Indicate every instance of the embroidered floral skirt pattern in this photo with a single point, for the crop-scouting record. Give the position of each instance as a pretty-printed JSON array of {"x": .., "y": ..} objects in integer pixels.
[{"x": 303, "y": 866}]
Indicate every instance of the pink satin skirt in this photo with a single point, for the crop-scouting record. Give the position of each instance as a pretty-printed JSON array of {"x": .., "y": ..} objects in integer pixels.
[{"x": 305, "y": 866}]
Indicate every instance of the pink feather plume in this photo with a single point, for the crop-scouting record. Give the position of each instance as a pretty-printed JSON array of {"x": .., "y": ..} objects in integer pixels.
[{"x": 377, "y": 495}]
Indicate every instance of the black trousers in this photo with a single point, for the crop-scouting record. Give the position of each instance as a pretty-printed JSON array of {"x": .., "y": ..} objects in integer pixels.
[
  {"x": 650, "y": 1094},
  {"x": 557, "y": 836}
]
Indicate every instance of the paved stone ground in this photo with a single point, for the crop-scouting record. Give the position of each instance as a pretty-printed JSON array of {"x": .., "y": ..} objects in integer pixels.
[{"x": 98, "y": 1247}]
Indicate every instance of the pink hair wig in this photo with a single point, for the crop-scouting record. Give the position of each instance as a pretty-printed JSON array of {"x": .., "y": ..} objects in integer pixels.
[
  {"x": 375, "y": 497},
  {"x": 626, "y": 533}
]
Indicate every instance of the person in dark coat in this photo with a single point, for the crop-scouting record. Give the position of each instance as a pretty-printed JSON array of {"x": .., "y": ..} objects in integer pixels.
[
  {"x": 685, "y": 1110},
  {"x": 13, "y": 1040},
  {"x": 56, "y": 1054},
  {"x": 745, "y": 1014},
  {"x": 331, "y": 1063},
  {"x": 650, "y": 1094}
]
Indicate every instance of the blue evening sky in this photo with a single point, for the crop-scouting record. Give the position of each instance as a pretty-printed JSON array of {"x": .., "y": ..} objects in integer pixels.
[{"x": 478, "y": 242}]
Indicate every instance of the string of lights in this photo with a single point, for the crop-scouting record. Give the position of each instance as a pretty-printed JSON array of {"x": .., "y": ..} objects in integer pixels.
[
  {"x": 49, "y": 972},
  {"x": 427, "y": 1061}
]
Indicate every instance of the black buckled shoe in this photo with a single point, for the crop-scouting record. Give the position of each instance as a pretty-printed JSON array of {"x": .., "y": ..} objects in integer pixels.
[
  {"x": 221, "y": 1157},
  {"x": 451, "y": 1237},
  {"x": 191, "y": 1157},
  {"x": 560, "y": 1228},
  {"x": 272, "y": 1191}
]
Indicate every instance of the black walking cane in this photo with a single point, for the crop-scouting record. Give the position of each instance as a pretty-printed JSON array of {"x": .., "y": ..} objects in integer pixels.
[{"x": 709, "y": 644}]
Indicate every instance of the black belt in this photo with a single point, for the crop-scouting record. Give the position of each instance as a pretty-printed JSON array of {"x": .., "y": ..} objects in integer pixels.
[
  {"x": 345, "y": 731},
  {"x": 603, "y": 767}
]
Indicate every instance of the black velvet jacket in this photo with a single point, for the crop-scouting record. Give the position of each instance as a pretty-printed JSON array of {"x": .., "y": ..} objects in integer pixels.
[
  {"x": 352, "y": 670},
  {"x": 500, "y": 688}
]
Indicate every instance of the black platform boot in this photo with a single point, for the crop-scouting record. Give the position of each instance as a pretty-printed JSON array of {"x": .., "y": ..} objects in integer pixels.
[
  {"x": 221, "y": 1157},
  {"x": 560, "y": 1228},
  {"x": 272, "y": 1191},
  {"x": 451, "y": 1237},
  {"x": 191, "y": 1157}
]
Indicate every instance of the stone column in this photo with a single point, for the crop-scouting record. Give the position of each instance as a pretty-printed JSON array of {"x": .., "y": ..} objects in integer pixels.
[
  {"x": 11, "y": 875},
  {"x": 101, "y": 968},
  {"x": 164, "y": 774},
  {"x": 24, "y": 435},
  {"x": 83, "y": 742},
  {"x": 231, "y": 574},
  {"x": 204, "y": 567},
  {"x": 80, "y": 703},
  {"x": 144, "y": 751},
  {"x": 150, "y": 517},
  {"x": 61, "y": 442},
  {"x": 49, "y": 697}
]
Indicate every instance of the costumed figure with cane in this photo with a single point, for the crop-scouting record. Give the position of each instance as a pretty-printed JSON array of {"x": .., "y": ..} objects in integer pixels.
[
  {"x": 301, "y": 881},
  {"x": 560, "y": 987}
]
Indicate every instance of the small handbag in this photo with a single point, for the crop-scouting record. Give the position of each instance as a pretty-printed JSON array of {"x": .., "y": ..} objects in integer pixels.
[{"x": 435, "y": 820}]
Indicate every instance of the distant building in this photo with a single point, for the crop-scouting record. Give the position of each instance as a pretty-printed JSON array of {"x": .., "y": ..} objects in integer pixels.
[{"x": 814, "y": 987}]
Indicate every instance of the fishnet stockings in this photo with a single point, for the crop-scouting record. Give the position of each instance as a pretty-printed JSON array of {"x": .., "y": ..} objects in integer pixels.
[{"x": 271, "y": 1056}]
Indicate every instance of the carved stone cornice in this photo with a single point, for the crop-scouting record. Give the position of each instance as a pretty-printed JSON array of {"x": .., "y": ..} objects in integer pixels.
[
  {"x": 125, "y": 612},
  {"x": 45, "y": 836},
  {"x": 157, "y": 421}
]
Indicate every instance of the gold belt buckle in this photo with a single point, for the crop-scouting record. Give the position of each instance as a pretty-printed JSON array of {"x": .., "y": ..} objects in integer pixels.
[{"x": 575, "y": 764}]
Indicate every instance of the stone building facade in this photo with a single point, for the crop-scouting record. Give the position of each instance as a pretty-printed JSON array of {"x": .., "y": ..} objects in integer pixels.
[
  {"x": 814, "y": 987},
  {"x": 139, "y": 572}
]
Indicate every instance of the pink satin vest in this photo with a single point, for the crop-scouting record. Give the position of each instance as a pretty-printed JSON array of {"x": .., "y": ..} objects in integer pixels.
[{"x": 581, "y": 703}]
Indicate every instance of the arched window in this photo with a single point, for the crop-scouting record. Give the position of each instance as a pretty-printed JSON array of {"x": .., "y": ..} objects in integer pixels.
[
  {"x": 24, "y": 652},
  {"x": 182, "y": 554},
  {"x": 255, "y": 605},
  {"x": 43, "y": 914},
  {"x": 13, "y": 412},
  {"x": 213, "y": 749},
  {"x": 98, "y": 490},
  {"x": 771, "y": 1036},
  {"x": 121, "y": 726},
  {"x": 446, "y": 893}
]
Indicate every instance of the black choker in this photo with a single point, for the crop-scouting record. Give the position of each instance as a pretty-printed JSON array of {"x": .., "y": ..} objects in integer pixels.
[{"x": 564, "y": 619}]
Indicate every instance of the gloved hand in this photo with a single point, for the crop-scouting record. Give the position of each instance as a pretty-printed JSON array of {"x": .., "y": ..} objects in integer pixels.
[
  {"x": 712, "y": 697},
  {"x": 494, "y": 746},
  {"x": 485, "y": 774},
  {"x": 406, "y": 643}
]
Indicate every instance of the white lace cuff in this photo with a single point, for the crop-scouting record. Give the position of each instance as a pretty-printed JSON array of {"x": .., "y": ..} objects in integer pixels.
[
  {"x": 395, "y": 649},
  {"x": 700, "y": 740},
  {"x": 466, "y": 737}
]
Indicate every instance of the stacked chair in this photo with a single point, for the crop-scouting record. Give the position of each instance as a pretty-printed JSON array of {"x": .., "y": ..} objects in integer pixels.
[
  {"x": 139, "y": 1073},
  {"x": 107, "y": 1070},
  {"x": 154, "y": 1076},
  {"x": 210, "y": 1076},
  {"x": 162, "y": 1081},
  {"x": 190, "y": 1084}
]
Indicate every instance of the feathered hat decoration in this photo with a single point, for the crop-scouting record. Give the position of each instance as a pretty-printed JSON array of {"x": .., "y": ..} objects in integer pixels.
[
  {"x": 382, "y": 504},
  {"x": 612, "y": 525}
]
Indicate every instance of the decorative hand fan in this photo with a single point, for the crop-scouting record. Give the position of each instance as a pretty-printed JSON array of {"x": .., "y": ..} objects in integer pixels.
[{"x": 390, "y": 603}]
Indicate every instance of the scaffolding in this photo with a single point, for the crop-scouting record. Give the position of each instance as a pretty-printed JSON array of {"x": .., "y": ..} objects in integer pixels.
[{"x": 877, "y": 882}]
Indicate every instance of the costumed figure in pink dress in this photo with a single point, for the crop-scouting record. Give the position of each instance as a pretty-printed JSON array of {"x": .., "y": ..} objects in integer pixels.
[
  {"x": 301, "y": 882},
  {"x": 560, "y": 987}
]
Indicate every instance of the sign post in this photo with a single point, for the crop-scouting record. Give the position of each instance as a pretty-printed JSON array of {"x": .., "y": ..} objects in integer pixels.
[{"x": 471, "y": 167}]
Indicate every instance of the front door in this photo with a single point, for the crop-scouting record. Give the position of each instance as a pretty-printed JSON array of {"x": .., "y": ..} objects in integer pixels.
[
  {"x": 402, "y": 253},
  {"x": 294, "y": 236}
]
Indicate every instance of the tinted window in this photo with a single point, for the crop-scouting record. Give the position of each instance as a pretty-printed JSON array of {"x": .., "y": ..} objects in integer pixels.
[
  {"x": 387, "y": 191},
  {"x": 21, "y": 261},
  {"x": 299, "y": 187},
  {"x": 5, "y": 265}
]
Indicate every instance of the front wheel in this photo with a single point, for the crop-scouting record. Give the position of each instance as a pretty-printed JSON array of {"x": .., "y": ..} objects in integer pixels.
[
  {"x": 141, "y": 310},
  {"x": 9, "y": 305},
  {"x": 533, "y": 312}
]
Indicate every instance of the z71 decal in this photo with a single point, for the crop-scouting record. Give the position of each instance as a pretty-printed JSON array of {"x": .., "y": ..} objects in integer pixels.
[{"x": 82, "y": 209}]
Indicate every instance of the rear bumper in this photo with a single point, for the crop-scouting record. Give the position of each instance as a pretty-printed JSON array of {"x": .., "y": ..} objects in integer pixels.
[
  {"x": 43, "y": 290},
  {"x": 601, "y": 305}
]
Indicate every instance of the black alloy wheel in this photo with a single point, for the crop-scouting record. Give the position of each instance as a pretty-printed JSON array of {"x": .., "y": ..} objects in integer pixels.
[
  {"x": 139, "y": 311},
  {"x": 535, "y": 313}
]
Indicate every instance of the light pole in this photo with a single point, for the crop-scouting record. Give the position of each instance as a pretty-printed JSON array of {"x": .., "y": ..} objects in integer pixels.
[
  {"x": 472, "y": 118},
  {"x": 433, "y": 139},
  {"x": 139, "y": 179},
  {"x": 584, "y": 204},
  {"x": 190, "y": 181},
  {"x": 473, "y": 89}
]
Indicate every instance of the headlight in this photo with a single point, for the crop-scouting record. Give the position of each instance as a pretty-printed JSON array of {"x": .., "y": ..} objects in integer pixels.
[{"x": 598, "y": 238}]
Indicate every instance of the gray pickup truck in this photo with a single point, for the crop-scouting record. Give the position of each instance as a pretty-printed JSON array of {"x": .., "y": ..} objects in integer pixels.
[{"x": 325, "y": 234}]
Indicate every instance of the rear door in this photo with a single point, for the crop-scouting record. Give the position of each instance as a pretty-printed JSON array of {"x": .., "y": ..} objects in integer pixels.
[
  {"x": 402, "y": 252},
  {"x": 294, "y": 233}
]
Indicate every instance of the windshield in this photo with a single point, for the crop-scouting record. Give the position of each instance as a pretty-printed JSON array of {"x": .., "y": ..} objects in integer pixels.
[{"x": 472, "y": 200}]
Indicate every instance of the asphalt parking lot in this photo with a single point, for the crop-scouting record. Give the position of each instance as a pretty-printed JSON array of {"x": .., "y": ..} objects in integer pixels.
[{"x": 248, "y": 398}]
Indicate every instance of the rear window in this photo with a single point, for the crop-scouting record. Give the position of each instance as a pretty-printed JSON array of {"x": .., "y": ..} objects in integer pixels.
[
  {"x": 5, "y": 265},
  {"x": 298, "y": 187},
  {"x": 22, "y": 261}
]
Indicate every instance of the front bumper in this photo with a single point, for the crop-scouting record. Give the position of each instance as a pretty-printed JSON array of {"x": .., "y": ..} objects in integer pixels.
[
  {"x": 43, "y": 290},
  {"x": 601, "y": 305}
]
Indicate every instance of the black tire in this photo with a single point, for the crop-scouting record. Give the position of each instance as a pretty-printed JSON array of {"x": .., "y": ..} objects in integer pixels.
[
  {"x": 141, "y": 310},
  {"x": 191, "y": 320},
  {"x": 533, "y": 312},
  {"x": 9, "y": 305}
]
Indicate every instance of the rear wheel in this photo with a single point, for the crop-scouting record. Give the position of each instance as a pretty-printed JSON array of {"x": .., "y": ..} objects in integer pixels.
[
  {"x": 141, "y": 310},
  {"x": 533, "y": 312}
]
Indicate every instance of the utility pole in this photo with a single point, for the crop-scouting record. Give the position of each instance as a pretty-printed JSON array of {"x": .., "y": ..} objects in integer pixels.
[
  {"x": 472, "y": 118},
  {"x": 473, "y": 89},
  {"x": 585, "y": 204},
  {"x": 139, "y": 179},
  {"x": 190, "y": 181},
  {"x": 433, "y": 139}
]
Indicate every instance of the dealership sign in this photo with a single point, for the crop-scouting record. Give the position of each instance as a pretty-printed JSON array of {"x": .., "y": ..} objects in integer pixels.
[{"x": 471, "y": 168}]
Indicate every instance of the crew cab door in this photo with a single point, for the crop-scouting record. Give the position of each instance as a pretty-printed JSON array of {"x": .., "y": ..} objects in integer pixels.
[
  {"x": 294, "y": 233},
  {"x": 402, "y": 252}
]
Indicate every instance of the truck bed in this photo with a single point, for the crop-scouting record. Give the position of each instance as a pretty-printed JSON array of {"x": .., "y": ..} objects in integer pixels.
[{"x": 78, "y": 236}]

• • • •

> **Your goal**
Set down again, unchanged, the text starting at the line that contains "Indicate every instance of the truck" and ending at the end of the items above.

> **Exercise response**
Indicate every instance of the truck bed in this photo with a single point, for the crop-scouting record. Give the position of each instance as a pretty-printed JSON array of {"x": .., "y": ..} objects in integer pixels.
[{"x": 78, "y": 236}]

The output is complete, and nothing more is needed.